### Tarea A
Reescribe el fragmento del texto sobre los hermanos Coen que empieza en las palabras "Las criaturas que" y termina después de "ver la película.", y pon "cinta" en lugar de "película".
### Tarea B
Según el texto sobre los hermanos Coen, ¿por qué las criaturas que conciben los directores muchas veces no comprenden lo que sucede a su alrededor?

──────── Texto proporcionado

Las criaturas que conciben los hermanos Coen suelen estar desconectadas del mundo que les toca habitar y por eso muchas veces no comprenden lo que sucede a su alrededor. A los directores se los ha definido como cínicos e incapaces de generar empatía. Es cierto que muchas veces demuestran desprecio por sus personajes y que tienen una postura nihilista frente al mundo, pero esa fórmula está gastada; todos hablan de esos aspectos cuando aparece una nueva película de los Coen y son tan similares las apreciaciones que a uno le da la sensación de que escribieron la nota antes de ver la película.

────────────────
──────── Información mostrada

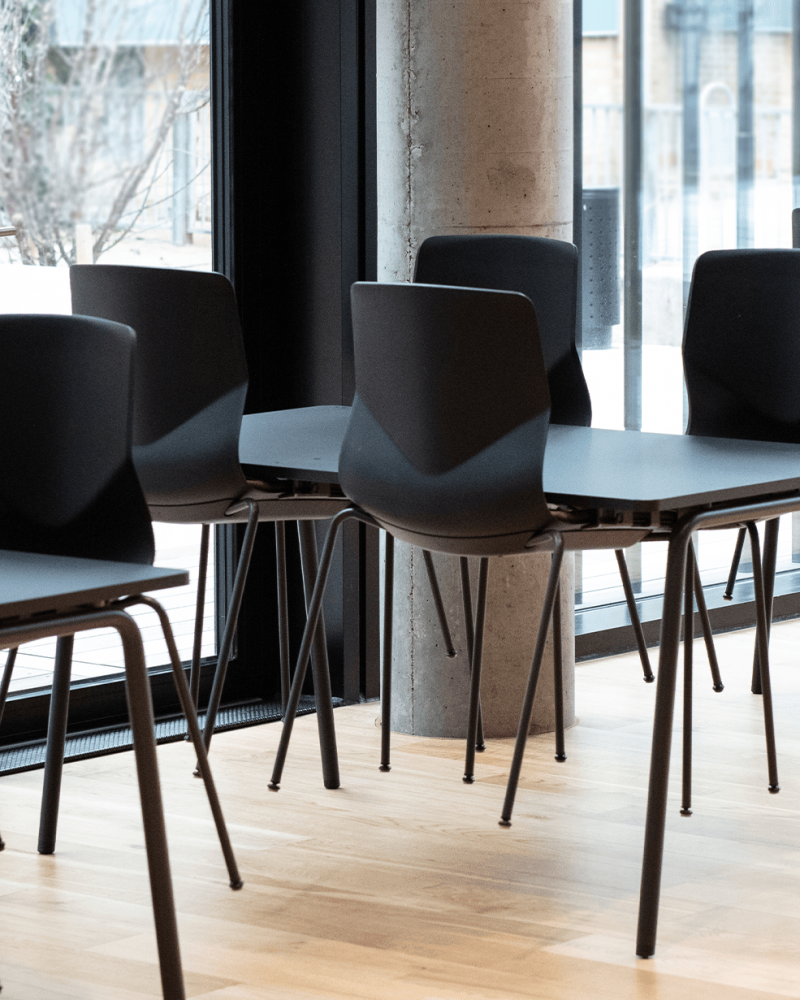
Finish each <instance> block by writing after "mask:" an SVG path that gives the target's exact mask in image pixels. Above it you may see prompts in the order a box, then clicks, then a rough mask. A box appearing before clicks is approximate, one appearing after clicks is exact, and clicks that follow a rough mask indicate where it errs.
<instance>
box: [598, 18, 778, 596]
mask: <svg viewBox="0 0 800 1000" xmlns="http://www.w3.org/2000/svg"><path fill="white" fill-rule="evenodd" d="M583 2H584V6H583V11H584V38H583V81H584V107H583V172H584V174H583V176H584V181H583V183H584V189H585V190H584V215H583V226H584V243H583V252H584V285H583V316H584V321H583V322H584V327H583V343H584V352H583V364H584V370H585V371H586V376H587V380H588V382H589V388H590V391H591V394H592V408H593V424H594V426H598V427H611V428H622V427H623V426H624V413H625V385H624V360H623V357H624V344H623V340H624V337H623V324H624V306H625V303H624V293H623V289H622V275H623V260H622V254H621V248H622V238H621V232H622V228H621V227H622V225H623V219H622V207H623V198H624V191H623V184H624V178H623V149H624V143H625V114H624V110H625V109H624V105H623V80H624V78H625V59H626V56H625V52H626V48H627V50H628V51H629V52H634V51H635V53H636V54H635V56H634V55H630V56H629V58H631V59H634V58H635V59H636V60H637V62H638V66H639V69H640V72H641V79H642V97H643V111H642V116H641V121H640V122H639V128H640V129H641V148H642V157H643V162H642V177H641V191H640V211H641V234H642V237H641V238H642V244H641V268H642V355H641V382H640V390H641V400H642V403H641V420H640V426H641V429H642V430H644V431H652V432H659V433H673V434H680V433H682V431H683V428H684V425H685V404H684V389H683V375H682V367H681V355H680V345H681V339H682V333H683V315H684V303H685V301H686V295H687V293H688V287H689V280H690V276H691V271H692V267H693V265H694V261H695V259H696V258H697V256H698V255H699V254H700V253H703V252H705V251H706V250H712V249H722V248H728V247H737V246H738V247H781V246H782V247H788V246H791V210H792V147H793V122H792V86H793V71H792V29H793V26H792V4H791V2H790V0H691V2H688V0H642V3H641V12H642V34H641V39H640V43H639V44H637V45H636V46H631V47H627V46H626V45H625V40H624V31H625V25H624V23H623V21H624V18H623V12H624V10H625V7H626V6H627V5H626V4H624V3H623V2H622V0H620V2H618V3H617V2H616V0H615V4H614V5H615V7H616V11H617V16H618V18H619V24H620V25H621V27H622V34H614V33H613V32H607V33H605V34H601V33H600V32H599V31H598V30H597V27H596V26H597V24H598V23H599V19H600V18H601V16H602V17H606V19H607V20H608V17H609V16H608V14H607V12H606V13H604V11H605V5H604V4H603V3H601V0H583ZM609 23H610V21H609ZM612 260H613V261H614V265H610V264H609V262H610V261H612ZM587 261H588V264H589V273H588V274H587ZM588 279H591V280H592V282H593V283H592V285H591V287H587V280H588ZM587 324H588V327H587ZM783 522H785V523H783ZM735 535H736V533H735V532H706V533H704V534H702V535H701V538H700V542H699V561H700V569H701V575H702V578H703V581H704V583H721V582H724V581H725V579H726V578H727V575H728V570H729V567H730V561H731V557H732V554H733V543H734V539H735ZM780 537H781V541H780V548H779V564H778V568H779V570H780V569H788V568H790V567H791V566H792V559H793V556H792V552H793V547H792V524H791V518H789V517H787V518H784V519H783V521H782V527H781V533H780ZM641 548H642V551H641V553H637V552H633V553H632V554H631V555H632V558H631V560H630V562H631V563H632V567H633V569H634V573H633V574H632V575H633V576H634V577H635V578H636V577H637V576H638V574H639V573H640V574H641V576H640V578H638V579H634V584H635V586H636V589H637V590H640V591H641V592H642V593H643V594H648V593H659V592H660V591H661V589H662V582H663V572H664V566H665V562H666V552H665V548H664V546H663V545H661V544H647V545H644V546H642V547H641ZM747 552H748V547H747V546H745V553H747ZM795 558H797V557H795ZM748 568H749V555H747V554H746V555H745V556H744V557H743V559H742V572H743V573H746V572H747V570H748ZM582 591H583V600H584V601H585V602H586V603H588V604H601V603H606V602H607V601H609V600H614V601H616V600H622V591H621V587H620V584H619V580H618V577H617V574H616V561H615V560H614V558H613V554H604V553H586V554H585V555H584V558H583V587H582Z"/></svg>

────────────────

### Respuesta esperada A
Las criaturas que conciben los hermanos Coen suelen estar desconectadas del mundo que les toca habitar y por eso muchas veces no comprenden lo que sucede a su alrededor. A los directores se los ha definido como cínicos e incapaces de generar empatía. Es cierto que muchas veces demuestran desprecio por sus personajes y que tienen una postura nihilista frente al mundo, pero esa fórmula está gastada; todos hablan de esos aspectos cuando aparece una nueva cinta de los Coen y son tan similares las apreciaciones que a uno le da la sensación de que escribieron la nota antes de ver la cinta.

### Respuesta esperada B
Porque suelen estar desconectadas del mundo que les toca habitar.